* _Document passage_
========================

Execution
- 1Have the patient lie supine with the shoulder girdle stabilised in depression.
- 2Medially rotate the shoulder, abducts it to about 40°, and extend it slightly.
- 3Extend the elbow while pronating the forearm.
- 4Flex the wrist and fingers with ulnar deviation to bias the radial nerve.
- 5Add contralateral cervical side flexion if required and compare symptom response with the opposite limb.
Positive outcome
Reproduction of the patient's familiar radial-nerve-type symptoms, especially lateral arm, dorsal forearm, or dorsal hand symptoms. A positive result is more meaningful when symptoms are modified by cervical sensitising movements.
Studies
| Study | Reliability | Sn | Sp | LR+ | LR− |
|---|---|---|---|---|---|
| Wainner et al. (2003) — see note | 0.83 | 72 | 33 | 1.07 | 0.85 |
| Petersen & Covill (2010) | ICC 0.75 right; ICC 0.81 left | NA | NA | NA | NA |
CommentThe radial-nerve-biased ULNT has limited standalone diagnostic value for cervical radiculopathy because specificity is low. It is more useful for comparing mechanosensitivity between sides and differentiating radial nerve bias from median or ulnar nerve presentations. Citation flag: Wainner 2003 specifically tested ULNT-A (median nerve = ULNT1); whether the same paper reports diagnostic accuracy for ULNT3 (radial bias) needs primary-source verification before relying on these values for teaching.

========================

* _Stored data_
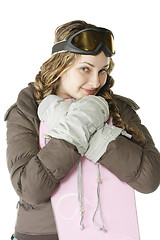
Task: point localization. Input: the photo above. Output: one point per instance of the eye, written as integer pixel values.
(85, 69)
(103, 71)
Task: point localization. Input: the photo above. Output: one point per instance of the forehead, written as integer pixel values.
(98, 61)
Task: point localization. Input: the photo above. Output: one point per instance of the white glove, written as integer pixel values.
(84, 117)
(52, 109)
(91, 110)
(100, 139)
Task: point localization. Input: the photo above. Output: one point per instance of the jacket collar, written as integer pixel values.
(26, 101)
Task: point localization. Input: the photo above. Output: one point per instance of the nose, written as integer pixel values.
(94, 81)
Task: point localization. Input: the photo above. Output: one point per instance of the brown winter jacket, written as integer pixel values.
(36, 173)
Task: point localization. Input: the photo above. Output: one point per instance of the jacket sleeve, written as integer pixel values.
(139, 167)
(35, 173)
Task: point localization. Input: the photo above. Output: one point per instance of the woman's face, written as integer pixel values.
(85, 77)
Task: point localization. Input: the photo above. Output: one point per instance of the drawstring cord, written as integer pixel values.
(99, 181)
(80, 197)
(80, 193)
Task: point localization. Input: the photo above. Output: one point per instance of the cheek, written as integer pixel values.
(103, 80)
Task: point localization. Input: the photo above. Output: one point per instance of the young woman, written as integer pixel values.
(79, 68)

========================

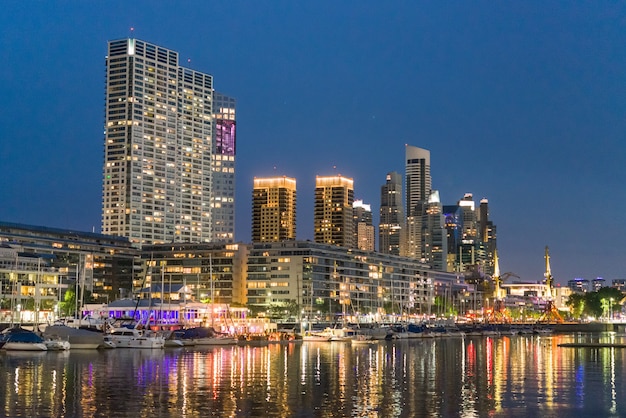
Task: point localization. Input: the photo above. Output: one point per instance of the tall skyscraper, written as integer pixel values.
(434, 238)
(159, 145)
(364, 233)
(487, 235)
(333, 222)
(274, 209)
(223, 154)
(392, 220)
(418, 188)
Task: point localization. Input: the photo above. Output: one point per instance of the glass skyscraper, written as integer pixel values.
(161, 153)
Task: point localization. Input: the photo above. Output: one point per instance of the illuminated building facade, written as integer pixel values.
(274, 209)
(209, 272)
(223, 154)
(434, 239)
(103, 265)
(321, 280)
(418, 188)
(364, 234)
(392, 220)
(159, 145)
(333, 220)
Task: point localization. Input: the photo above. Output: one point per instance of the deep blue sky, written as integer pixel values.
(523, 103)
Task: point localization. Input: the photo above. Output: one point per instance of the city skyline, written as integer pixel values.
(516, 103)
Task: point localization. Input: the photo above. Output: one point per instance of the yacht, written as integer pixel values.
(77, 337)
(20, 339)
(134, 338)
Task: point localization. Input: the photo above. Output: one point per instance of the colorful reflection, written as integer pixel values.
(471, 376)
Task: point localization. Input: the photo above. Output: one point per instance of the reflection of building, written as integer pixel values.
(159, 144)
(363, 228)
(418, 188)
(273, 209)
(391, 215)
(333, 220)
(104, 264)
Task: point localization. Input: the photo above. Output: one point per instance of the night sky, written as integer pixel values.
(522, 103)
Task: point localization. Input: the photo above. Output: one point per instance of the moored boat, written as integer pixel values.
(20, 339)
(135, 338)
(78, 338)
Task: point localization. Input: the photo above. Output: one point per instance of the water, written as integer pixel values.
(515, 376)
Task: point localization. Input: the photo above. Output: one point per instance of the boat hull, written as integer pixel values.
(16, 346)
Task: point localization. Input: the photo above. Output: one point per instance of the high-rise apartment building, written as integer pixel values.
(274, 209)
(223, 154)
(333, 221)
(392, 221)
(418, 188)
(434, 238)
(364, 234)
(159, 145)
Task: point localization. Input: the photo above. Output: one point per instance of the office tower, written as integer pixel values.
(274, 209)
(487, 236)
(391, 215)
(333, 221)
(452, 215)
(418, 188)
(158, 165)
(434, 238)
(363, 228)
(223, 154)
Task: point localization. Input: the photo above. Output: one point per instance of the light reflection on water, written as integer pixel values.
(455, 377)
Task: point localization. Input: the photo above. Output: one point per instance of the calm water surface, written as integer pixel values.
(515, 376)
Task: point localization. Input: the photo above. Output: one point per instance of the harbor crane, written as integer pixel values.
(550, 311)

========================

* _What is required_
In the radial nerve test description, substitute "posterior" for "dorsal" and write out the passage starting at "- 4Flex the" and ending at "cervical sensitising movements.".

* _Answer_
- 4Flex the wrist and fingers with ulnar deviation to bias the radial nerve.
- 5Add contralateral cervical side flexion if required and compare symptom response with the opposite limb.
Positive outcome
Reproduction of the patient's familiar radial-nerve-type symptoms, especially lateral arm, posterior forearm, or posterior hand symptoms. A positive result is more meaningful when symptoms are modified by cervical sensitising movements.